#### TASK
The data below must be copied in full and without any change.

#### RECORDS SUPPLIED

- - - - -

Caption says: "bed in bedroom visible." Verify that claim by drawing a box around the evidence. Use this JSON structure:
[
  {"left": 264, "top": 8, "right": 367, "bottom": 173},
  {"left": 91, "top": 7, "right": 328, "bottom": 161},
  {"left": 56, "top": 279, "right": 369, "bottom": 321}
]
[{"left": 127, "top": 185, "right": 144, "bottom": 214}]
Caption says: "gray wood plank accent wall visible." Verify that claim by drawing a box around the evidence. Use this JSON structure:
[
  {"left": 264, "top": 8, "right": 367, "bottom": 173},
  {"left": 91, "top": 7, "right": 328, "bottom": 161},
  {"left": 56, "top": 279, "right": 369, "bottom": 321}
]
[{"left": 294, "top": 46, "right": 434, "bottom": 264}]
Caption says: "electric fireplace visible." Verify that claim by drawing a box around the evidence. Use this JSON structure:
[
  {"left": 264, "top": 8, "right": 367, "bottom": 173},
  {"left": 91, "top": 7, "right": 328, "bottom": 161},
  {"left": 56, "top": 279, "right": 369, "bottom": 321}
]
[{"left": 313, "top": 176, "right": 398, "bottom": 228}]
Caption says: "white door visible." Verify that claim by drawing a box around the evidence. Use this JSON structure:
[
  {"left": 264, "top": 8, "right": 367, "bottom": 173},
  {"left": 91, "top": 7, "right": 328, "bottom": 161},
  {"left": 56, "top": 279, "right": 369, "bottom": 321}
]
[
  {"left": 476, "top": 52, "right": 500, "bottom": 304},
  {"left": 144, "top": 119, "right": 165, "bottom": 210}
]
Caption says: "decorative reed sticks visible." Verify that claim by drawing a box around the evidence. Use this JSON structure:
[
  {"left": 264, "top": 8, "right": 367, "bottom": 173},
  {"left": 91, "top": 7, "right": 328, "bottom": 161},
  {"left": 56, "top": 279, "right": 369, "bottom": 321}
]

- - - - -

#### TASK RESULT
Caption says: "bed in bedroom visible." Verify that claim by drawing a box around the evidence. Use this JSON structure:
[
  {"left": 264, "top": 8, "right": 367, "bottom": 173},
  {"left": 91, "top": 7, "right": 328, "bottom": 161},
  {"left": 56, "top": 279, "right": 369, "bottom": 321}
]
[{"left": 127, "top": 185, "right": 144, "bottom": 214}]
Caption says: "gray wood plank accent wall visible." Verify that claim by drawing a box around the evidence. Use this JSON structure:
[
  {"left": 264, "top": 8, "right": 367, "bottom": 173},
  {"left": 91, "top": 7, "right": 328, "bottom": 161},
  {"left": 56, "top": 279, "right": 369, "bottom": 321}
]
[{"left": 294, "top": 46, "right": 434, "bottom": 264}]
Caption says: "electric fireplace visible." Verify that claim by drawing a box around the evidence. Use this JSON structure:
[
  {"left": 264, "top": 8, "right": 367, "bottom": 173},
  {"left": 91, "top": 7, "right": 328, "bottom": 161},
  {"left": 56, "top": 279, "right": 369, "bottom": 321}
]
[{"left": 313, "top": 176, "right": 398, "bottom": 228}]
Caption says: "white door visible." Verify that claim by drawing a box around the evidence. Use this JSON structure:
[
  {"left": 264, "top": 8, "right": 367, "bottom": 173},
  {"left": 91, "top": 7, "right": 328, "bottom": 161},
  {"left": 56, "top": 279, "right": 369, "bottom": 321}
]
[
  {"left": 476, "top": 52, "right": 500, "bottom": 304},
  {"left": 144, "top": 119, "right": 165, "bottom": 210}
]
Caption says: "decorative reed sticks visible." Verify that claim by drawing a box around the evidence. Use this JSON structure:
[
  {"left": 264, "top": 8, "right": 367, "bottom": 173},
  {"left": 91, "top": 7, "right": 328, "bottom": 161},
  {"left": 56, "top": 279, "right": 369, "bottom": 321}
]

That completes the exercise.